En transférant ses droits de propriété intellectuelle et ses contrats mondiaux du Québec vers des sociétés du Luxembourg, avant de les ramener au Québec, le Cirque a obtenu un prêt de 50 millions US, ce qui lui permettra de tenir le coup pendant un encore un certain temps.

Luttant pour sa survie, le Cirque du Soleil a été contraint de mettre sur la table les derniers actifs qui n’étaient pas hypothéqués pour obtenir un prêt de 50 millions US : ses droits de propriété intellectuelle mondiaux.

Pour réaliser cette transaction, a appris La Presse, le Cirque a fait transiter ces droits du Québec vers des sociétés du Luxembourg, avant de les ramener au Québec. Ces transferts impliquent cinq sociétés (trois au Québec, deux au Luxembourg), telles des poupées russes. Ils ont tous été réalisés au cours de la journée du 30 mars, indiquent des documents déposés au Registre des droits personnels et réels mobiliers (RDPRM).

Les actifs transférés sont notamment les droits de propriété intellectuelle et les contrats mondiaux du Cirque, à l’exception de ceux aux États-Unis et en Australie. Dans le document RDPRM, il est indiqué que les droits touchent environ 70 pays, dont la Chine, le Royaume-Uni, la France et l’Égypte. Ces droits procurent au Cirque des revenus de redevances pour ses spectacles mondiaux.

§ Données fournies
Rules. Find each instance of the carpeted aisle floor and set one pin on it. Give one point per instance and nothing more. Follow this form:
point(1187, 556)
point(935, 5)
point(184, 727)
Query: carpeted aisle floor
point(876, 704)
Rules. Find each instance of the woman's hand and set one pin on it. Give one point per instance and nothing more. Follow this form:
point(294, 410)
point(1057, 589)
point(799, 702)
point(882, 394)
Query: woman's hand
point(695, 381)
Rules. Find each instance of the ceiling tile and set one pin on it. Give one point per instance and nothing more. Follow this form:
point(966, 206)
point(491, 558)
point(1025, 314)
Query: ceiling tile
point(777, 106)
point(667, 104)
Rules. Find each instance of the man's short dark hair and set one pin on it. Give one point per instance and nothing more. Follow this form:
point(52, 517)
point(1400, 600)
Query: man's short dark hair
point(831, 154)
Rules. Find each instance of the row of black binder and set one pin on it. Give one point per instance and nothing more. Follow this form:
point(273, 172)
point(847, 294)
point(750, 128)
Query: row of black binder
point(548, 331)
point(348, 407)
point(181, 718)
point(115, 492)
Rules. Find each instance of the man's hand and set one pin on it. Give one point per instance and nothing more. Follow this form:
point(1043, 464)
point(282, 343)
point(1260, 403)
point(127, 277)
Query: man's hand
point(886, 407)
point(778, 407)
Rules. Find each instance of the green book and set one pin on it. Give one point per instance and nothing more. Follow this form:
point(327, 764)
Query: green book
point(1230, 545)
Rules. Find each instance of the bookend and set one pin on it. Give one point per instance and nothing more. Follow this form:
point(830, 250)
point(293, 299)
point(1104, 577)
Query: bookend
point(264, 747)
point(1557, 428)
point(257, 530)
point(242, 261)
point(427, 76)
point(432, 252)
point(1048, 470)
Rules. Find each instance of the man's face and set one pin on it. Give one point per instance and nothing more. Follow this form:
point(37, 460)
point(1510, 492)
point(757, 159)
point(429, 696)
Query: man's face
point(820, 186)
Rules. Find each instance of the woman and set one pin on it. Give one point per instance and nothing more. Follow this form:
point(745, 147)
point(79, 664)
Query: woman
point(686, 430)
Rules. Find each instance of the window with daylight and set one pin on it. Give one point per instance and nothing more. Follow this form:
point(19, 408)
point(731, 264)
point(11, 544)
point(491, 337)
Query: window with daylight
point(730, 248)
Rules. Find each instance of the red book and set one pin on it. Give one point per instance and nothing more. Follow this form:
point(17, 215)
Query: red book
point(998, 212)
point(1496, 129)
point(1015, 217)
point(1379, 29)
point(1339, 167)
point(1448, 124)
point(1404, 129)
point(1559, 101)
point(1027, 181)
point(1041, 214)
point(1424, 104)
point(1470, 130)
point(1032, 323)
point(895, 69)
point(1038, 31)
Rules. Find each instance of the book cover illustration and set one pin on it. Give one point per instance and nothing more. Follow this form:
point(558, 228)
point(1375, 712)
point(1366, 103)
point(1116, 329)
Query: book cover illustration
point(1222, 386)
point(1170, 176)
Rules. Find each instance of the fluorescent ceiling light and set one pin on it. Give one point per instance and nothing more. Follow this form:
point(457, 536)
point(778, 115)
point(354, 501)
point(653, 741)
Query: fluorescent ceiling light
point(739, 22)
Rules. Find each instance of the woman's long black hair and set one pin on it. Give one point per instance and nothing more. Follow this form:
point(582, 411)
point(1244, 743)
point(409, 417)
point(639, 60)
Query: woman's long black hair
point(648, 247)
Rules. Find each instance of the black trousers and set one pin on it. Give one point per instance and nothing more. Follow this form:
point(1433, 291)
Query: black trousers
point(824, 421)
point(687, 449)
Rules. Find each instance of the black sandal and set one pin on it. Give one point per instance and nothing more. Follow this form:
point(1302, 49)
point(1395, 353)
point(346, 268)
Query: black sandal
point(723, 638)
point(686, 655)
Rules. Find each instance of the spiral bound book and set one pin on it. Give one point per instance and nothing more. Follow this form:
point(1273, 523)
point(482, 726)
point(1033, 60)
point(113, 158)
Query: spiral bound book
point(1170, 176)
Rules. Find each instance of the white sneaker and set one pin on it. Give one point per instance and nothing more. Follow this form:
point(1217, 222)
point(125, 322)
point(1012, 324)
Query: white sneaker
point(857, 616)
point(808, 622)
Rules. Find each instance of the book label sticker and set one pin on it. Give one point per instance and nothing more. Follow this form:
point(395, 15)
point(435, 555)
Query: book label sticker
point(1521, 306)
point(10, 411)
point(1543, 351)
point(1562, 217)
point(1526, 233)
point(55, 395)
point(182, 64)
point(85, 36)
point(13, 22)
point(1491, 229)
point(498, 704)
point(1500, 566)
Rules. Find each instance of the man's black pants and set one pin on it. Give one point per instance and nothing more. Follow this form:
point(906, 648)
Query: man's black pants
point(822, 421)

§ À produire
Reproduisez à l'identique le passage de l'article sur le Cirque du Soleil qui va de « Les actifs transférés » jusqu'à « ses spectacles mondiaux. ».

§ Corrigé
Les actifs transférés sont notamment les droits de propriété intellectuelle et les contrats mondiaux du Cirque, à l’exception de ceux aux États-Unis et en Australie. Dans le document RDPRM, il est indiqué que les droits touchent environ 70 pays, dont la Chine, le Royaume-Uni, la France et l’Égypte. Ces droits procurent au Cirque des revenus de redevances pour ses spectacles mondiaux.